** Start of Selected excerpt **

Toward a Better Life
Page 25
Growing up on my grandfather's farm in Mexico was a traditional, physical way of growing up for any child. We didn't spend a lot of time in the city, and being around trees and going to the river and surrounded by chickens and cows was the norm. My grandfather never panicked. He never got angry. He was the epitome of calmness—calm assertiveness.
My mom was born on a different ranch, and my dad was born in Espadino. And normally the woman follows the man in my country, and Mom is just the sweetest, most supportive woman on the planet, and my dad is a very driven individual with big goals to make it outside the ranch. And he did. He did it for himself as much as he wanted to do, and so I grew up with a combination of assertive people [who had much] love.
Growing up on the farm, I learned that the best school in the world is Mother Nature and to work with what you have: honor the earth, honor animals. My grandfather always said, “Never work against Mother Nature,” and then I came to America and found out about a guy named Gandhi who said pretty much the same thing in different words. You know, I have my own Gandhi. My grandfather was my hero.
I was “El Perrero” [“The Dog Boy”]. That's a negative label that they give to people who are around certain animals, and in this case, dogs. When I was growing up, dogs for us were like family members—friends and helpers and everything…. We moved to Mazatlan about the time I needed to go to kindergarten. We started going five days to the city and then came back on the weekend. We had to go to Mazatlan because there were no schools near the ranch.
Then at age thirteen, I was going to a judo competition and I told my mom I wanted to be the best dog trainer in the world, and she said “Of course you can. You can do whatever you want.” So from that point on I declared that this is what I wanted to be in life. I wanted to be the best because there were trainers who started coming to Mazatlan, and I asked why those dogs do what they do, and that's when they explained to me about people who train dogs. Being a veterinarian was another choice…and then the reruns of Lassie and Rin Tin Tin started happening in Mexico. So I had adoration for America because Disneyland and Hollywood were here, and that's where Lassie and Rin Tin Tin were. [He laughs.] So I was already in love with this country….
The day I left for America was December 23, 1990. Something in me said, “I want to go to America.” I told my mom, and she said, “Where are you going?”
I said, “I'm going to America.”
“But the day after tomorrow is Christmas.”
“I know, but I have to go.”
So she called my dad, and my dad came and gave me the family savings, which was one hundred dollars. And with that money and my savings I paid for my bus ticket, and then I tried to save the hundred dollars so I could eat once I crossed the border. But I finished using that money to pay the coyote guy, so when I finally was able to jump [the border] I didn't have any money. I was trying to cross from Tijuana. The coyote charged me one hundred dollars. For me, that was God sending me somebody to tell me to cross because I was already trying for two weeks and no luck. I was trying to cross on my own because I was trying to save the money. I was trying to imitate how they do it, but since I didn't know the roads, I didn't know when the immigration officers changed. I didn't know anything about the whole system, and those people master it.

** End of Selected excerpt **
** Start of Data shown **

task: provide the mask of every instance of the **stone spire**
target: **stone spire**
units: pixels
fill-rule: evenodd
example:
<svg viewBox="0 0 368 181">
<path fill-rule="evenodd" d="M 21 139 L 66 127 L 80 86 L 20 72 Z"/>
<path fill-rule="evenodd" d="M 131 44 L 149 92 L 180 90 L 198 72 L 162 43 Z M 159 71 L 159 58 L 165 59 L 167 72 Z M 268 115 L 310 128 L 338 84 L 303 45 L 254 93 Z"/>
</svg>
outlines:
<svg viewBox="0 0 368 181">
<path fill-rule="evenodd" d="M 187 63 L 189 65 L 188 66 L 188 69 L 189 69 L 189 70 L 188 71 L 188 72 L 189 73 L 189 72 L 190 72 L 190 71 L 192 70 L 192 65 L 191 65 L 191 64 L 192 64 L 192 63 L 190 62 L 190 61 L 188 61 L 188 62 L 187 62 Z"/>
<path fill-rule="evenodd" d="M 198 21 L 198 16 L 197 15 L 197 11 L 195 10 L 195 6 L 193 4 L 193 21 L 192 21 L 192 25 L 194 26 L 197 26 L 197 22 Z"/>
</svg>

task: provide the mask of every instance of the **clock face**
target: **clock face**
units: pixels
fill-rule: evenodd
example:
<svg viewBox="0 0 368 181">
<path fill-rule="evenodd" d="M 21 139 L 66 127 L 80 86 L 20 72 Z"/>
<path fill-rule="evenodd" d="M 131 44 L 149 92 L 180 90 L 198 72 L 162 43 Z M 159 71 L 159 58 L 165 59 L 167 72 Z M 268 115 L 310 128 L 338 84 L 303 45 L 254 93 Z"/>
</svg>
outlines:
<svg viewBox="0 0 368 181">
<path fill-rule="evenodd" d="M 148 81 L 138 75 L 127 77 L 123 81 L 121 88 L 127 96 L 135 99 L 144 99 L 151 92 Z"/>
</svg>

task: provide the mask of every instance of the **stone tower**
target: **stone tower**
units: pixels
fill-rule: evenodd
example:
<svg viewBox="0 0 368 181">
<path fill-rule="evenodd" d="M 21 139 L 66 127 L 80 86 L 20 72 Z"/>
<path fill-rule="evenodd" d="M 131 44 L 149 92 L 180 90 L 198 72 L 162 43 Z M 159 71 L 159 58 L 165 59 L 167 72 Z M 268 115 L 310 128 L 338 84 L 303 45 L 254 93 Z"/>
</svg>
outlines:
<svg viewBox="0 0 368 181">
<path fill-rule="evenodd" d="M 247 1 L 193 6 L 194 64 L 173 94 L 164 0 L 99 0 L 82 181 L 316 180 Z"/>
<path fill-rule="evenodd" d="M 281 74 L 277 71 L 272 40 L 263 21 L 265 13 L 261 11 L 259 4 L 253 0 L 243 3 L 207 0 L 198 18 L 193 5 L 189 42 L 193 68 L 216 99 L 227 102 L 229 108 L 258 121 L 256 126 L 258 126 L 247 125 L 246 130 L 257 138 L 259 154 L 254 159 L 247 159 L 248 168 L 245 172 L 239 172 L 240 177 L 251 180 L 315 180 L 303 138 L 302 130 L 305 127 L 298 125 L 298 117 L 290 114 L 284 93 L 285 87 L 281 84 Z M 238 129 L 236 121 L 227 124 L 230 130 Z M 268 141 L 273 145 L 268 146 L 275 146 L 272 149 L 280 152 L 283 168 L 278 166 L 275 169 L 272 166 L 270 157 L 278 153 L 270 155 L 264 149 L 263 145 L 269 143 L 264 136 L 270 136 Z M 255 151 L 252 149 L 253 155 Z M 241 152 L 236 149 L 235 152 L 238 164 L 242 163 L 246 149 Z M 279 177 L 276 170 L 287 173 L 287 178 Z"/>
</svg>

** End of Data shown **
** Start of Data shown **

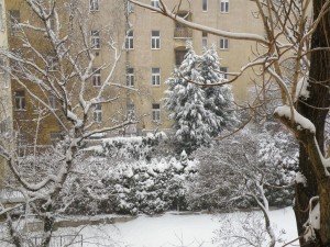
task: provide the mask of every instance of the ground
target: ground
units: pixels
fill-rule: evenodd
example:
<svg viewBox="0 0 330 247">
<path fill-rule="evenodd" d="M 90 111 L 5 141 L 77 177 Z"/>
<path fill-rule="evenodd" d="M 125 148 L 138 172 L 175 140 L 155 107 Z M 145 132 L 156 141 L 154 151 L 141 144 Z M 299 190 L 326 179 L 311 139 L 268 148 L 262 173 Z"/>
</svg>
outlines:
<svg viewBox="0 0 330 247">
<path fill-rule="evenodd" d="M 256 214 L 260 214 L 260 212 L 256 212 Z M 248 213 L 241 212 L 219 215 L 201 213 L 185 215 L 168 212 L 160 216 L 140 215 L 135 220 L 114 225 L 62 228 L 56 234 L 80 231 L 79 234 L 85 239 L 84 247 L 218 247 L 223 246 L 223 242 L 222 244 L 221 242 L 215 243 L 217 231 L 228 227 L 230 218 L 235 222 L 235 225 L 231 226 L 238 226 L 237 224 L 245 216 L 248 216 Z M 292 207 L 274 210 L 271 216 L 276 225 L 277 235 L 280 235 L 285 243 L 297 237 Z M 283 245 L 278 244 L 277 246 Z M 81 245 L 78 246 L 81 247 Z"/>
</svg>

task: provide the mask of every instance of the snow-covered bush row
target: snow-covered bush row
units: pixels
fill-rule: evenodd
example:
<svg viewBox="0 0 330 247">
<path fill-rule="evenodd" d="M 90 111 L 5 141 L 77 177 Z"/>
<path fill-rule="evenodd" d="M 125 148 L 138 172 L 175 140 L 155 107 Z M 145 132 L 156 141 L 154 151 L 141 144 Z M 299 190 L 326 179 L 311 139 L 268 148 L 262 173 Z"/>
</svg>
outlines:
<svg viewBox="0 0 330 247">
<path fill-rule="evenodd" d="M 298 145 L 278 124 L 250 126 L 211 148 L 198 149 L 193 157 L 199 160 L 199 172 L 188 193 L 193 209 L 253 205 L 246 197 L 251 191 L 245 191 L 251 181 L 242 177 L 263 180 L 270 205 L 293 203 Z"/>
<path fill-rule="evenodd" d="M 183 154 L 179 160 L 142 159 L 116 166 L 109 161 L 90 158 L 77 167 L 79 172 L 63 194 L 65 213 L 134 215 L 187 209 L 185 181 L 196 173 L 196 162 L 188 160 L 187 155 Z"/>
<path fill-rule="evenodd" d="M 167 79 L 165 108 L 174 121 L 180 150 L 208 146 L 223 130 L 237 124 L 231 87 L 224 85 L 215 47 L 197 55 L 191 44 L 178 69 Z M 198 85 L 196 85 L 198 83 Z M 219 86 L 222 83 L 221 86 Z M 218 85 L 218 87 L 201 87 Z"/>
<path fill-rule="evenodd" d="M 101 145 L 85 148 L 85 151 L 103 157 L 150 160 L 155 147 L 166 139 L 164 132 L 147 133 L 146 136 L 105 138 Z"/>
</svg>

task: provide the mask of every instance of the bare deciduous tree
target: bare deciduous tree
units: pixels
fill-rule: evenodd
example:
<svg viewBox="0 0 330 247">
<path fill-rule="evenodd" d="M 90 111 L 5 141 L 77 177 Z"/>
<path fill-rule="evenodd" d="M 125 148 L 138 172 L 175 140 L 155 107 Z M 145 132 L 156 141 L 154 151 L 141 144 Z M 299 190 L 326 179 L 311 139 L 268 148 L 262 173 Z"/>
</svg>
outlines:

** End of Data shown **
** Start of Data shown **

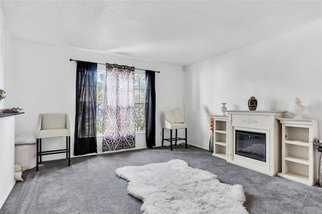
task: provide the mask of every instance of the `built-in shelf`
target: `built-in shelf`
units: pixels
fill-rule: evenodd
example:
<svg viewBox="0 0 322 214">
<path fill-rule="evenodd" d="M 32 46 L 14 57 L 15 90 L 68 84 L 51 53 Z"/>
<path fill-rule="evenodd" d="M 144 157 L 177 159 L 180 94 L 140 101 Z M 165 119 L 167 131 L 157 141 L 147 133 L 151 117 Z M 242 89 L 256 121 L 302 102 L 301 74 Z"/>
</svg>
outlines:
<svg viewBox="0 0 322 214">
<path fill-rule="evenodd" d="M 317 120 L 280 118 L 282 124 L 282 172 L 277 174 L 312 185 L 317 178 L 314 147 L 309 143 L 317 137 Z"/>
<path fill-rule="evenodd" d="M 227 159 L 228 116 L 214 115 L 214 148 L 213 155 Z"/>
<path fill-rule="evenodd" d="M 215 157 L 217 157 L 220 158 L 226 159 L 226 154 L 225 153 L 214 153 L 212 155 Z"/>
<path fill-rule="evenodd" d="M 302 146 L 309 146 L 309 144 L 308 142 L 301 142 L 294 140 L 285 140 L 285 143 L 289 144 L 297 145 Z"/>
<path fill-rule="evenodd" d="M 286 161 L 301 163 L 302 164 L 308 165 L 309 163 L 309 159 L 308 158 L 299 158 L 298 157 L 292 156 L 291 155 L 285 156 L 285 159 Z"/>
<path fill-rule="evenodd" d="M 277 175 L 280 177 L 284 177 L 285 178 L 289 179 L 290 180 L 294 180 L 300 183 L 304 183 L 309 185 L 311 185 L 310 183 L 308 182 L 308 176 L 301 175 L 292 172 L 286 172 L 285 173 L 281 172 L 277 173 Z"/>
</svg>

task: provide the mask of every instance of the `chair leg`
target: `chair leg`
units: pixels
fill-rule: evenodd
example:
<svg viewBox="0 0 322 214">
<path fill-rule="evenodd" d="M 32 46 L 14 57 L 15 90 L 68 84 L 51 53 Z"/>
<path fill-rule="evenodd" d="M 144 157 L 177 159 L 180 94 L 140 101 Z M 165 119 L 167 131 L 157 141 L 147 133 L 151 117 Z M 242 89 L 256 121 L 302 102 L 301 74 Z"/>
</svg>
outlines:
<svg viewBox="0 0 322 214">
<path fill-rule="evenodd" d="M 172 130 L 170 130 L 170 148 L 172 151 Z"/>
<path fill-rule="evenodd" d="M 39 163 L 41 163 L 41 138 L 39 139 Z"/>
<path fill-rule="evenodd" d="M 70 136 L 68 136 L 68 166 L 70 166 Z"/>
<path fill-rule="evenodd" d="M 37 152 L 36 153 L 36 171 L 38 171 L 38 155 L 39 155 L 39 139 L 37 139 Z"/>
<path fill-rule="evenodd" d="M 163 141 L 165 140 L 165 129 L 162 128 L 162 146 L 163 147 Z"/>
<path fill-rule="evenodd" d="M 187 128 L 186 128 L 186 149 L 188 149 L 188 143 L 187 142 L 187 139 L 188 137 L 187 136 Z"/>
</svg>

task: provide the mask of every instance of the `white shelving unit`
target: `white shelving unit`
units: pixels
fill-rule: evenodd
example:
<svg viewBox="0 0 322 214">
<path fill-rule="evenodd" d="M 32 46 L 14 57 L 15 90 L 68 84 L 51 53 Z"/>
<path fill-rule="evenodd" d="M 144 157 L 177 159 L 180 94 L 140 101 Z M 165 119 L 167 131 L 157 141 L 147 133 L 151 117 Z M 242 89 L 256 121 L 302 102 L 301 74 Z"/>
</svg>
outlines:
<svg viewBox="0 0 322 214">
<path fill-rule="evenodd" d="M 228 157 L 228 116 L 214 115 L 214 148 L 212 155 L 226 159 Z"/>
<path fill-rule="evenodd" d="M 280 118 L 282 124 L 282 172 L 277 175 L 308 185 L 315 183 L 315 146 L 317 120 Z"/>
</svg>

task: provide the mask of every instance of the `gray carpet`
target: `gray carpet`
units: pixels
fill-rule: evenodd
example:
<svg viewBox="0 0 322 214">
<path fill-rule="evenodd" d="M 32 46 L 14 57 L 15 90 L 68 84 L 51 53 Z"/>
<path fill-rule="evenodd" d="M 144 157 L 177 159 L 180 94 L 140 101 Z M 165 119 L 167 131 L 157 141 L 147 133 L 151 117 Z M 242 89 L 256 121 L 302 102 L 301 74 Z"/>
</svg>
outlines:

** End of Data shown **

Exercise set:
(a) Can you reproduce the passage from "Toward a Better Life" word for word, starting at "Toward a Better" and ending at "of calmness—calm assertiveness."?
(b) What does "Toward a Better Life" state in answer to each of these?
(i) Where was the narrator's dad born?
(ii) What nickname was the narrator given?
(iii) On what date did the narrator leave for America?

Answers for the exercise:
(a)
Toward a Better Life
Page 25
Growing up on my grandfather's farm in Mexico was a traditional, physical way of growing up for any child. We didn't spend a lot of time in the city, and being around trees and going to the river and surrounded by chickens and cows was the norm. My grandfather never panicked. He never got angry. He was the epitome of calmness—calm assertiveness.

(b)
(i) Espadino
(ii) "El Perrero" ("The Dog Boy")
(iii) December 23, 1990